**INFORMATION GIVEN:**
--- begin ---
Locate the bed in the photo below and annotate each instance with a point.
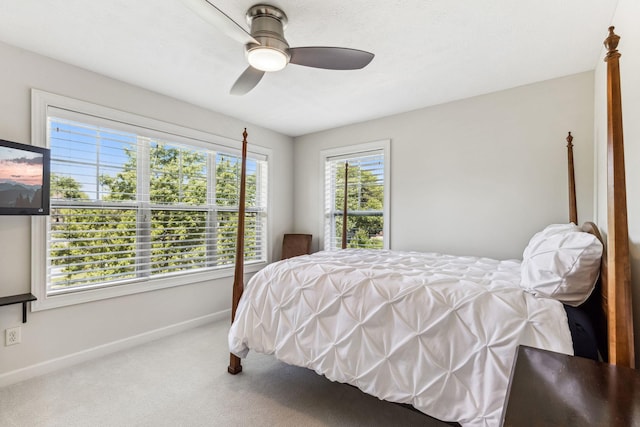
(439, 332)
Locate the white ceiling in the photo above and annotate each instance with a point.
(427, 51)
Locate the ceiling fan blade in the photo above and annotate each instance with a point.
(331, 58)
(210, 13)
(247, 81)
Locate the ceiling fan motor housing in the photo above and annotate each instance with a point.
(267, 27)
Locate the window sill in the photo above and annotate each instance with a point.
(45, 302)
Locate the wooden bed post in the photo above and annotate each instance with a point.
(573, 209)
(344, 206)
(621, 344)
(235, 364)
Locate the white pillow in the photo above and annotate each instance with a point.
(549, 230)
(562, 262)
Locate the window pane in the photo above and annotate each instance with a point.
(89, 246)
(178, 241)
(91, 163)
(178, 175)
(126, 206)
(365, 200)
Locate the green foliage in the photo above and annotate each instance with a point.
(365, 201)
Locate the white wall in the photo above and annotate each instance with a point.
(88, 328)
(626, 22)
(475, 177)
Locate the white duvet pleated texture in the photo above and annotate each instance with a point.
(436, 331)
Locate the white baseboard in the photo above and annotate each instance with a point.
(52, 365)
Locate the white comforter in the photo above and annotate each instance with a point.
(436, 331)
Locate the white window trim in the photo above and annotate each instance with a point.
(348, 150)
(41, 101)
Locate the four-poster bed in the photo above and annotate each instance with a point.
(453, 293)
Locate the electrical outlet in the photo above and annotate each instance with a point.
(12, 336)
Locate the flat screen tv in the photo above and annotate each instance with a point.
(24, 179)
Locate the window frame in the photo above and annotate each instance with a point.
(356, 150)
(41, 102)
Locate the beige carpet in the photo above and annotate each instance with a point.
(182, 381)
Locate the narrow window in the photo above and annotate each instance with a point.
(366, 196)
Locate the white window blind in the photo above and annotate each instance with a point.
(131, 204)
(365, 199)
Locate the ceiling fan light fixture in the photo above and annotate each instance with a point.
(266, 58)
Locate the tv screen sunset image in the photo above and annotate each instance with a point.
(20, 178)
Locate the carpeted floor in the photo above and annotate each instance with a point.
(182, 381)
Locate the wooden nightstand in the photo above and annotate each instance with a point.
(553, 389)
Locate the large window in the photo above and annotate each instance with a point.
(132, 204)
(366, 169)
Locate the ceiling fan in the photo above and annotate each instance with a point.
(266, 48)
--- end ---
--- begin ---
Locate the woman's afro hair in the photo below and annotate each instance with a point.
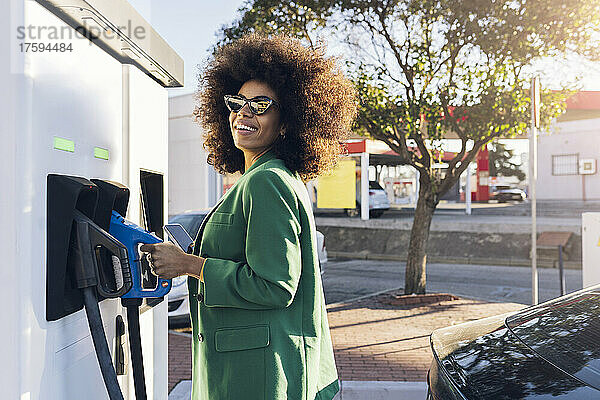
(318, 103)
--- end ---
--- begin ---
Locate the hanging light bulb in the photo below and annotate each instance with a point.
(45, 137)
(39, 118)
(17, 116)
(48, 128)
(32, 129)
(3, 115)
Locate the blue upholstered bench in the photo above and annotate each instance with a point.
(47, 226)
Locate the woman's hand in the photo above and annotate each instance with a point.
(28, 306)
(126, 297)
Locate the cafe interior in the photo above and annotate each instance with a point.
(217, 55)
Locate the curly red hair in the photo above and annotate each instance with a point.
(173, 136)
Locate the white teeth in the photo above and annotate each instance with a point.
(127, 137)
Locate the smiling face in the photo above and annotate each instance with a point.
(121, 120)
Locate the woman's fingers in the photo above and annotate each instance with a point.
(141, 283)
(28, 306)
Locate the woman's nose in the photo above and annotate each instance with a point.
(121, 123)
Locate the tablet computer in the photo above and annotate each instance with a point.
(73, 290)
--- end ---
**AIM OF THE TASK:** Return every line of the records that contains the string "hair", treating uppercase and lowercase as different.

**FINAL ANSWER:**
Locate the woman's afro hair in the photo below and annotate each instance with a point.
Locate the curly red hair in the photo above and annotate each instance with a point.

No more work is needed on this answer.